begin
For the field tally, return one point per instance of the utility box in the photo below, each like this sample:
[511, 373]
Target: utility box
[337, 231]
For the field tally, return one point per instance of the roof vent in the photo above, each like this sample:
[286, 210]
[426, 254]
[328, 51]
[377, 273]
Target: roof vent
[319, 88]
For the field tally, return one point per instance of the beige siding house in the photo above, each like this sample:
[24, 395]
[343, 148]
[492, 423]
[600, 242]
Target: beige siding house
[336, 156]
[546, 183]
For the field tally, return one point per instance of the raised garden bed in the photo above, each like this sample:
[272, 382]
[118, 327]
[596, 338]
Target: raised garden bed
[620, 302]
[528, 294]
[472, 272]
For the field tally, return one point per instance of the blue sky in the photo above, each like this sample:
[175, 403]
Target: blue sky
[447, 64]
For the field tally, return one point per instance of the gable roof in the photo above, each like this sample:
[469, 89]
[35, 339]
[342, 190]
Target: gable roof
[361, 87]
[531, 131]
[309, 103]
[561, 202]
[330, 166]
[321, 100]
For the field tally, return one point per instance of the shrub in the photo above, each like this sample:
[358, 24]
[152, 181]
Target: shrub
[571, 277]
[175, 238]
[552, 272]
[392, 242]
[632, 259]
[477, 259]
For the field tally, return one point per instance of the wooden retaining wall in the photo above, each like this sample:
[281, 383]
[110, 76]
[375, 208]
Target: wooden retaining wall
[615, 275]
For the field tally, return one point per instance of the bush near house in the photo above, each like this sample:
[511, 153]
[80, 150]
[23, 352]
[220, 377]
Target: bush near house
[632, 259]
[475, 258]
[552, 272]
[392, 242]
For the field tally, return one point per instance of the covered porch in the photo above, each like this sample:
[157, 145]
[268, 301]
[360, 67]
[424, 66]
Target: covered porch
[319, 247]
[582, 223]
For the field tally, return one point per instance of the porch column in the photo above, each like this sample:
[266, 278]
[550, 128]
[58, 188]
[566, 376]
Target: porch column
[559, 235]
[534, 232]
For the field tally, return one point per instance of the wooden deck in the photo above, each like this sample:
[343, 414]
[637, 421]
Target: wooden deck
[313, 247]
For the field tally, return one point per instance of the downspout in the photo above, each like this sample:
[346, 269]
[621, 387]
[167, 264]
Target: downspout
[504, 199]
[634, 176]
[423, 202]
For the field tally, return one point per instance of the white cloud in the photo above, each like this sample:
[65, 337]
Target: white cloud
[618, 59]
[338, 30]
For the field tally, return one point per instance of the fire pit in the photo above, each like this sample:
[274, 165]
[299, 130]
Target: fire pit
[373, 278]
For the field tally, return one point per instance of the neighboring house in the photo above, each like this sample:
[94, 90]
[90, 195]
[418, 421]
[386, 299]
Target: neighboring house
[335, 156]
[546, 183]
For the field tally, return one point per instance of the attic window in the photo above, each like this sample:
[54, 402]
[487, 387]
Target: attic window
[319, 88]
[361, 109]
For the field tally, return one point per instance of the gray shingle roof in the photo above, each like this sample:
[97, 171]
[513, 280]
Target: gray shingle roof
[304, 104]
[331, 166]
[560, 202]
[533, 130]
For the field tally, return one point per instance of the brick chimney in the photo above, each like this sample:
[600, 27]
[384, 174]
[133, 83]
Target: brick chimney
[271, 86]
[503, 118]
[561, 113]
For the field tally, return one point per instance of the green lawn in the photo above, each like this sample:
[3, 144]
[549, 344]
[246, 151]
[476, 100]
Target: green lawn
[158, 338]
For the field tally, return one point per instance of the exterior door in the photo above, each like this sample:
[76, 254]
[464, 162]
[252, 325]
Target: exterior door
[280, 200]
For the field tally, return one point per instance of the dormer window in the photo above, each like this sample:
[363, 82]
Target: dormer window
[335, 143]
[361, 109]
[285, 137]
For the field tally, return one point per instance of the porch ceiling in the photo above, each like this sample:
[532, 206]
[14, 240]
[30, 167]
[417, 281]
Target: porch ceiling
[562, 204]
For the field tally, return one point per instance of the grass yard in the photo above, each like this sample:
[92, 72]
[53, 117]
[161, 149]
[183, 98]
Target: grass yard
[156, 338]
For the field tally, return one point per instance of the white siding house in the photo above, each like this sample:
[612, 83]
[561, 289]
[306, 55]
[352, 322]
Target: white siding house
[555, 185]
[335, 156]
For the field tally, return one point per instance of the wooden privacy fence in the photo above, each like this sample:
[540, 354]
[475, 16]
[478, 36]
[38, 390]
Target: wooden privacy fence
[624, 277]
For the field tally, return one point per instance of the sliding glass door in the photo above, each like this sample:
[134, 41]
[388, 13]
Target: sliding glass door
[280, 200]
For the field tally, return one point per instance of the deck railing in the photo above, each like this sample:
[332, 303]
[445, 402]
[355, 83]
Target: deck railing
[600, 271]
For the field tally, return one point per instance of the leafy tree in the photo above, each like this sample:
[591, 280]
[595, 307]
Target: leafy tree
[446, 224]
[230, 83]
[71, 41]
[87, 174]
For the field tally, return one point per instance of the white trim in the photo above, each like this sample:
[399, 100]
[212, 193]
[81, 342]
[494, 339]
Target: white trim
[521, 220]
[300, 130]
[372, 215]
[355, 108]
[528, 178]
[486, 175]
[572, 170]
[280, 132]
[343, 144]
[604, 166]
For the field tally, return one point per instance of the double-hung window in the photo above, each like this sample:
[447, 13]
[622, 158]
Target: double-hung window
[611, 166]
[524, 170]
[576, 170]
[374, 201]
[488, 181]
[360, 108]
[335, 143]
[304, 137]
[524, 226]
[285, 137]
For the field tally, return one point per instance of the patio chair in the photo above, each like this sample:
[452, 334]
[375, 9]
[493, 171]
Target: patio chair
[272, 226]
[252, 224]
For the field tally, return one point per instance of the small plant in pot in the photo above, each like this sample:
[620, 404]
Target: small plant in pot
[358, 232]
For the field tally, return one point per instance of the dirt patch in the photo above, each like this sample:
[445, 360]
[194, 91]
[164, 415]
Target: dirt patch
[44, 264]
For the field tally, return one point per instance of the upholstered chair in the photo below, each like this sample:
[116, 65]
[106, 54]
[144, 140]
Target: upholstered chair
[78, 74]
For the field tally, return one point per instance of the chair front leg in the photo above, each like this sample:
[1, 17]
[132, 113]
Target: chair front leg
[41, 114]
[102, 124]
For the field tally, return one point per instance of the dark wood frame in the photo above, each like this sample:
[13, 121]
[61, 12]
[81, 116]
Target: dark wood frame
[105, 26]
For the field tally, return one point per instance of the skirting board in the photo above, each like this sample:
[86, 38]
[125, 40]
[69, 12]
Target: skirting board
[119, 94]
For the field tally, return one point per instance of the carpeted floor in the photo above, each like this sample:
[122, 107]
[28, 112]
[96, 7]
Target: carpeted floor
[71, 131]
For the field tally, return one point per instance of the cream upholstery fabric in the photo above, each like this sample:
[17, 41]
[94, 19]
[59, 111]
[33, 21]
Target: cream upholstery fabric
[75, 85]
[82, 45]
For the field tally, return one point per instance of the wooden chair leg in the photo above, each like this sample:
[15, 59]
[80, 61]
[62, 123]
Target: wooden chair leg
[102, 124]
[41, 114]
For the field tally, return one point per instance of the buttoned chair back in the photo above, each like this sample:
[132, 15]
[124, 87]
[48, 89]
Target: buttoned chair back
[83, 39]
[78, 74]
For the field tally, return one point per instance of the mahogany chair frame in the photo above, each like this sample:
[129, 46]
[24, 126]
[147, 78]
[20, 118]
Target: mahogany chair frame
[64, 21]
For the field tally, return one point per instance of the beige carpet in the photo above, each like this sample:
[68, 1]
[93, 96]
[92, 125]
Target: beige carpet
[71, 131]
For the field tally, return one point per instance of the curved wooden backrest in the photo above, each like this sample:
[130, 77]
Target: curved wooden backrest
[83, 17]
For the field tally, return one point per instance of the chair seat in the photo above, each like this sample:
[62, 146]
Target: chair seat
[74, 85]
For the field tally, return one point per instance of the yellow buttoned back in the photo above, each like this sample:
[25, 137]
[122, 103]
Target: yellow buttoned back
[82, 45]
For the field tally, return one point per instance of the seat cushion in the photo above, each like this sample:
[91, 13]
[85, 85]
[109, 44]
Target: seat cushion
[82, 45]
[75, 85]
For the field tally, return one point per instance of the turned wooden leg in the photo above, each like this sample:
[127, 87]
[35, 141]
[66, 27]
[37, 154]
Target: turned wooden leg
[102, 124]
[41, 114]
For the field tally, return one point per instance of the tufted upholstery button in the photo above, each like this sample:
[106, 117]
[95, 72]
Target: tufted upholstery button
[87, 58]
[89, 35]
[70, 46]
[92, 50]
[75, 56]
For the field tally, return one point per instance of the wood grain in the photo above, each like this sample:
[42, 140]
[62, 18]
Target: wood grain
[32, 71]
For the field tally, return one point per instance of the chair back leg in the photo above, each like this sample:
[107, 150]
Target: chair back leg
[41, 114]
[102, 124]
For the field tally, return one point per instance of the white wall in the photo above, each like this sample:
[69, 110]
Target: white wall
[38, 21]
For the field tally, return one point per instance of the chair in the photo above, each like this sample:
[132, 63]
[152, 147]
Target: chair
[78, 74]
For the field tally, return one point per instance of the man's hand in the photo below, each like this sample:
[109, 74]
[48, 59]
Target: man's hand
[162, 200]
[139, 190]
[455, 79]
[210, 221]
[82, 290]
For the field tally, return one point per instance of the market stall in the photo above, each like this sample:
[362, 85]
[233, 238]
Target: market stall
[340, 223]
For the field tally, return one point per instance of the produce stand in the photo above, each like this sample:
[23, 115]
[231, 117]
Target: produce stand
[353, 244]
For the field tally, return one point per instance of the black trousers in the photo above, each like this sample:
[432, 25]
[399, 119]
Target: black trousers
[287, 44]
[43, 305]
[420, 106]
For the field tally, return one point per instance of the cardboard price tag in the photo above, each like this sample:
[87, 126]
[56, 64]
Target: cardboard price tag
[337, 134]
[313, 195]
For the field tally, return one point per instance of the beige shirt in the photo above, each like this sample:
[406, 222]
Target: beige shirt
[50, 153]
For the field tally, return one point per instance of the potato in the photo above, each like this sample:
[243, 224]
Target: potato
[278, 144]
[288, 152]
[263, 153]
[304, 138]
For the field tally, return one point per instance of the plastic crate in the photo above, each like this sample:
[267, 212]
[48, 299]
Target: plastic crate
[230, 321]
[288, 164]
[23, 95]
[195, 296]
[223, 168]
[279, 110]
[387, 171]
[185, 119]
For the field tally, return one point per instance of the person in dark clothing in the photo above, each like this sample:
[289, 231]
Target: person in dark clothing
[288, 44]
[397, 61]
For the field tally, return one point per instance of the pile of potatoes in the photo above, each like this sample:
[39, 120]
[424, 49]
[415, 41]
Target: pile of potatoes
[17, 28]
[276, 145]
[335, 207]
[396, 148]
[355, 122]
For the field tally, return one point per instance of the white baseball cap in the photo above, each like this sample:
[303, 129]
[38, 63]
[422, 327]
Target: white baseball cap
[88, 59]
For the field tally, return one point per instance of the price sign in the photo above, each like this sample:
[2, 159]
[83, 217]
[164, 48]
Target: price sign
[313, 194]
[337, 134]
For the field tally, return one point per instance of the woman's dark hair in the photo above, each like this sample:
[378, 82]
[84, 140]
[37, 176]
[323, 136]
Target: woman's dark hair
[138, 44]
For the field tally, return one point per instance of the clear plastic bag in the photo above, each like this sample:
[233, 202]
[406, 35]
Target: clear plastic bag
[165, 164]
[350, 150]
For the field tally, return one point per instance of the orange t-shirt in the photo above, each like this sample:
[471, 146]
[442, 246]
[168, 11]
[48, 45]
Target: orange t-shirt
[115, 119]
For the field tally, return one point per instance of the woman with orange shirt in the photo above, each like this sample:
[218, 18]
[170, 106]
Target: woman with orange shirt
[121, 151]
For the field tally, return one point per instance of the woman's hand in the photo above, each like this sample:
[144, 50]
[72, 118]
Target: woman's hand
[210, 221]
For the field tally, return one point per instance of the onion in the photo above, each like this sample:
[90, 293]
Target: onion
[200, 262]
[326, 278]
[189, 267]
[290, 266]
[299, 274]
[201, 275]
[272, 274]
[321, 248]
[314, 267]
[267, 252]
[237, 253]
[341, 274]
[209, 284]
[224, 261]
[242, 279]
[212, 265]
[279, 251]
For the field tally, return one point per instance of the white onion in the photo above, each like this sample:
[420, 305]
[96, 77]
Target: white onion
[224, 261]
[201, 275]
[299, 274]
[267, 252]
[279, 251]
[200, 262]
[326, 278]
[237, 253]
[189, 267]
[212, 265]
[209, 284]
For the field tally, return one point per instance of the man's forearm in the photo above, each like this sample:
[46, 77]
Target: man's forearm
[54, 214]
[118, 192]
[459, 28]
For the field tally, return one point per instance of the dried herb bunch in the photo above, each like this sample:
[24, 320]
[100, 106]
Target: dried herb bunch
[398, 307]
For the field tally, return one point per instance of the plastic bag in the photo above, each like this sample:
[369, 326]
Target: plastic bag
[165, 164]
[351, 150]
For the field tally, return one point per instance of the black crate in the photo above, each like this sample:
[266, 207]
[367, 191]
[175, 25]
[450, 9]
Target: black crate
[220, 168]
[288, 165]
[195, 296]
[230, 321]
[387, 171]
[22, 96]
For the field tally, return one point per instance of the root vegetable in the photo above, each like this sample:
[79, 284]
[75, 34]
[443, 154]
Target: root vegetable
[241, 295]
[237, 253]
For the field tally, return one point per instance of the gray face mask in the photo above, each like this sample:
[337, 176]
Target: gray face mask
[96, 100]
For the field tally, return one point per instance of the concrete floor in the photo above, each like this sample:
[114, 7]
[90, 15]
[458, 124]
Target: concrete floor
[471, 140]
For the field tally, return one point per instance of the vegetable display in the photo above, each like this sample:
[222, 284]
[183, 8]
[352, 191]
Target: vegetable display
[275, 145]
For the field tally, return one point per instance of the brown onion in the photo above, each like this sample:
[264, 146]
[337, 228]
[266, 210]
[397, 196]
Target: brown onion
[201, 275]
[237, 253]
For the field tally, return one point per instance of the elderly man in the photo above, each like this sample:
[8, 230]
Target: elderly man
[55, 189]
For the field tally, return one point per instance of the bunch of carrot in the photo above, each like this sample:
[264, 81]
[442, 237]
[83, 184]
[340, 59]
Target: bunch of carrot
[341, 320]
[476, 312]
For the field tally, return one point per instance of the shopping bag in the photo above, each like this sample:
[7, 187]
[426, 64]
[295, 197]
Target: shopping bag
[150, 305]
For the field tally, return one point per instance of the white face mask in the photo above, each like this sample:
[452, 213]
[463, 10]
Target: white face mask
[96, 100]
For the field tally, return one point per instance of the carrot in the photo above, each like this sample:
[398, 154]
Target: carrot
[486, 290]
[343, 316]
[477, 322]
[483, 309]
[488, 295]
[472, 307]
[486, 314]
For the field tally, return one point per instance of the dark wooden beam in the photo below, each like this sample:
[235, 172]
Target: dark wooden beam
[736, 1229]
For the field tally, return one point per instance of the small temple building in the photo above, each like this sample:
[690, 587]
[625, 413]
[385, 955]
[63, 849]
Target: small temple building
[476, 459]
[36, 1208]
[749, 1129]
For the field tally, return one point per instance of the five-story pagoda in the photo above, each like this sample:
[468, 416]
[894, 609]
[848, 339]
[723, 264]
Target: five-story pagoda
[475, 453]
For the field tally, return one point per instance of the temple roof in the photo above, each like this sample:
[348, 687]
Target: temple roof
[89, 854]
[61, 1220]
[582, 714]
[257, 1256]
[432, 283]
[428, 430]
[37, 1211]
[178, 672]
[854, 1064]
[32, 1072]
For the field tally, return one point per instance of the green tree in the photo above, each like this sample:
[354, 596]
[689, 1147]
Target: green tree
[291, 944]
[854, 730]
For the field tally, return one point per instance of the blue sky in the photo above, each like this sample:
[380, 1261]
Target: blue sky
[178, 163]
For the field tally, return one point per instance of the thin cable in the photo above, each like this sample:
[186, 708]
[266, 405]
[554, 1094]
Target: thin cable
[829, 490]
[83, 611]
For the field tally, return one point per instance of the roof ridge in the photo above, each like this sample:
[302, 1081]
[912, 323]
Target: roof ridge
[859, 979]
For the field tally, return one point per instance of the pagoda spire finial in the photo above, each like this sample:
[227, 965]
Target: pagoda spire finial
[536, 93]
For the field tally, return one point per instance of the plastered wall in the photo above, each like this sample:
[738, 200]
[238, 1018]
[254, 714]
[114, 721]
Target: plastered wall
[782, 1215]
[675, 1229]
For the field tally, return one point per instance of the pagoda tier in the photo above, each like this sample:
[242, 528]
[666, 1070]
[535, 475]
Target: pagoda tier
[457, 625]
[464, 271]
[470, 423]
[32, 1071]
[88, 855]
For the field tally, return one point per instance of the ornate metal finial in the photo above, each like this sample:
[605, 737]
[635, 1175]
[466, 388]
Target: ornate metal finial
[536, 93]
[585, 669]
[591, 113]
end
Give the lines from the one containing "of the five-story" through the end of the entries again, exactly as written and with no other lines.

For the field tally, return one point per instance of the five-story pagoda in the photo above, each like this sample:
[468, 416]
[894, 609]
[848, 339]
[723, 264]
Target: five-story pagoda
[475, 453]
For the field tally, return one point per instance of the temple roof in the photo above, each like this sample:
[348, 687]
Target: temple roof
[89, 854]
[61, 1220]
[582, 714]
[257, 1256]
[432, 283]
[428, 430]
[37, 1211]
[178, 672]
[854, 1064]
[32, 1072]
For the field tally, return one point per instance of the green tree in the photo above, each like this sample:
[354, 596]
[689, 1147]
Target: green tree
[291, 944]
[854, 730]
For the field tally, return one point per instance of the blue sky in the photo above, each like this sample:
[380, 1261]
Target: blue sky
[178, 163]
For the field tally, return one point per instance of the thin cable in the photo above, each like this sample:
[186, 708]
[266, 405]
[554, 1094]
Target: thin cable
[829, 490]
[83, 611]
For the field tally, return one point per instance of the roof ridge in the photo above, each like this sample:
[302, 1081]
[912, 323]
Target: roof ridge
[859, 979]
For the field tally, return one point per instance of the pagoda spire finial in the photo above, each like this sample:
[227, 965]
Target: pagoda spire finial
[536, 93]
For the field tally, return one point per instance of the plastered wall in the photo above, each like this sample:
[738, 200]
[238, 1018]
[254, 714]
[114, 721]
Target: plastered wall
[782, 1215]
[675, 1229]
For the field tally, return one point per instance of the pagoda tier in the photo above, each like this sample:
[242, 528]
[666, 1070]
[535, 475]
Target: pagoda tier
[457, 625]
[464, 271]
[470, 423]
[32, 1071]
[88, 855]
For the field tally, return one point per instance of the ornate metal finial in the photo above, each like this sample:
[605, 737]
[635, 1175]
[466, 388]
Target: ornate metal finial
[536, 93]
[585, 669]
[591, 113]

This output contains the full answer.